Tugas Tertulis 1
Jawab pertanyaan berikut berdasarkan cerita tentang pompa air yang rusak:
(a) Di mana letak rumah penulis di Malang?
(b) Siapa nama ahli pompa air yang tinggal di ujung kampung?
(c) Di kawasan mana kolega dari UIN itu sekarang menempati rumah barunya?
Tugas Tertulis 2
Lanjutkan cerita tentang pompa air yang rusak mulai setelah kalimat terakhirnya.

Kutipan
Saat ini saya sedang berada di Malang. Sambil bekerja seperti biasanya di kantor Pusat Kajian Zakat dan Wakaf UIN, saya menyempatkan diri menyambangi rumah yang sudah lama saya tinggalkan semenjak pindah ke Semarang di akhir tahun 2008. Tempat tinggal sederhana saya sementara waktu dihuni oleh kolega dari UIN yang baru menikah dua tahun lalu. Namun, saat ini rumah saya sudah dikosongkan. Sang kawan telah menempati rumah barunya di kawasan Dau, sekitar Universitas Muhammadiyah Malang.
Pada waktu sore ketika saya bertandang ke rumah saya yang berlokasi di Gasek, Karang Besuki, saya langsung menyalakan lampu lalu menghidupkan air. Semua lampu menyala dengan normal kecuali satu lampu yang berada di ruang tengah. Namun, saya agak kecewa ketika pompa air tidak hidup. Saya coba menyalakan lagi dan memancing dengan seember air tetapi hasilnya tetap nol besar. Saya agak bingung karena tanpa air berarti saya harus balik ke kampus. Maksudnya, saya harus menginap lagi di kantor untuk yang kesekian kali. Kawan-kawan saya sering meledek kalau saya ini benar-benar seorang ‘doktor’, suka mondok di kantor…(he he he…).
Sambil menyapu lantai yang agak kotor, saya berpikir keras untuk mencari bantuan tetangga. Lalu saya ingat kalau ada seorang ahli pompa air di ujung kampung sana. Namanya pak Slamet. Dia adalah orang yang dulu sering saya mintai tolong untuk membenahi pompa air saat saya berstatus ‘kontraktor’ (suka kontrak) di rumah pak Agung. Lalu saya bergegas ke rumahnya dengan berjalan kaki. Maklum, motor saya sudah lama bermukim di Semarang.
Sesampai di rumah pak Slamet, saya beruntung bisa langsung bertemu dia. Biasanya pak Slamet masih di sawah atau di lapangan untuk mencari rumput. Kemudian, saya utarakan masalah pompa saya yang sepertinya sudah rindu untuk bertemu ‘dokter’nya. Dia tertawa dan menyatakan siap meluncur ke rumah saya sehabis bersih-bersih badan. Saya merasa senang karena pompa saya akan segera dibenahi sehingga saya tidak terancam balik mondok di kantor (walah-walah…).

(Item yang tercantum dalam kumpulan data)
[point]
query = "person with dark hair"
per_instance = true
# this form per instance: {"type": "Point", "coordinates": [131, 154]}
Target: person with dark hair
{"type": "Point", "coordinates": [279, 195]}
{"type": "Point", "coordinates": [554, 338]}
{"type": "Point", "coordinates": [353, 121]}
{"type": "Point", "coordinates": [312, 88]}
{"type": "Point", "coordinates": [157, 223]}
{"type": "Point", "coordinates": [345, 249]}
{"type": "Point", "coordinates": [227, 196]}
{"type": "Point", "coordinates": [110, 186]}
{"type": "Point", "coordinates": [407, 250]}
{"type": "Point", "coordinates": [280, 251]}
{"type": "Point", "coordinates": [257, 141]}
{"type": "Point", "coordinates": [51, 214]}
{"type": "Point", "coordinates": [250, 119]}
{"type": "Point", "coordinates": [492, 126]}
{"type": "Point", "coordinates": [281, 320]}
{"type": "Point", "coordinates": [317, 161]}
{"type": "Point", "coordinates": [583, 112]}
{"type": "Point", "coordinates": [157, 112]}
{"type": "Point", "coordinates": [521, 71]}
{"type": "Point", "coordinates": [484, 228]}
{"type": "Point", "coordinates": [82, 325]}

Jawaban Tertulis 1
(a) Di Gasek, Karang Besuki.
(b) Pak Slamet.
(c) Di kawasan Dau, sekitar Universitas Muhammadiyah Malang.

Jawaban Tertulis 2
Tak lama kemudian, pak Slamet datang dengan membawa peralatan lengkap. Pompa saya yang terletak di dalam sumur dengan kedalaman 20 meter diangkat olehnya. Lalu dengan sigap ia meneliti bagian-bagiannya kalau-kalau ada yang rusak. Sejurus kemudian, dia mengeluarkan obeng kecil. Dibukanya beberapa skrup untuk melihat bagian dalam pompa. Tak lebih dari 15 menit, pak Slamet telah menyelesaikan tugas. Mesin dihidupkan dan air pun mengalir. Alhamdulillah! Lega hati saya. Dia bilang kalau mesin pompa masih dalam kondisi baik. Ia menduga barangkali karena sudah lama tidak dinyalakan, kipas pompa agak seret untuk berputar. Masya Allah, begitu mudahnya ia mencari penyebab macetnya mesin air itu. hal ini tentu tak lepas dari pengalamannya yang sudah bertahun-tahun menangani masalah air, dari mulai pembuatan sumur hingga pemasangan saluran air.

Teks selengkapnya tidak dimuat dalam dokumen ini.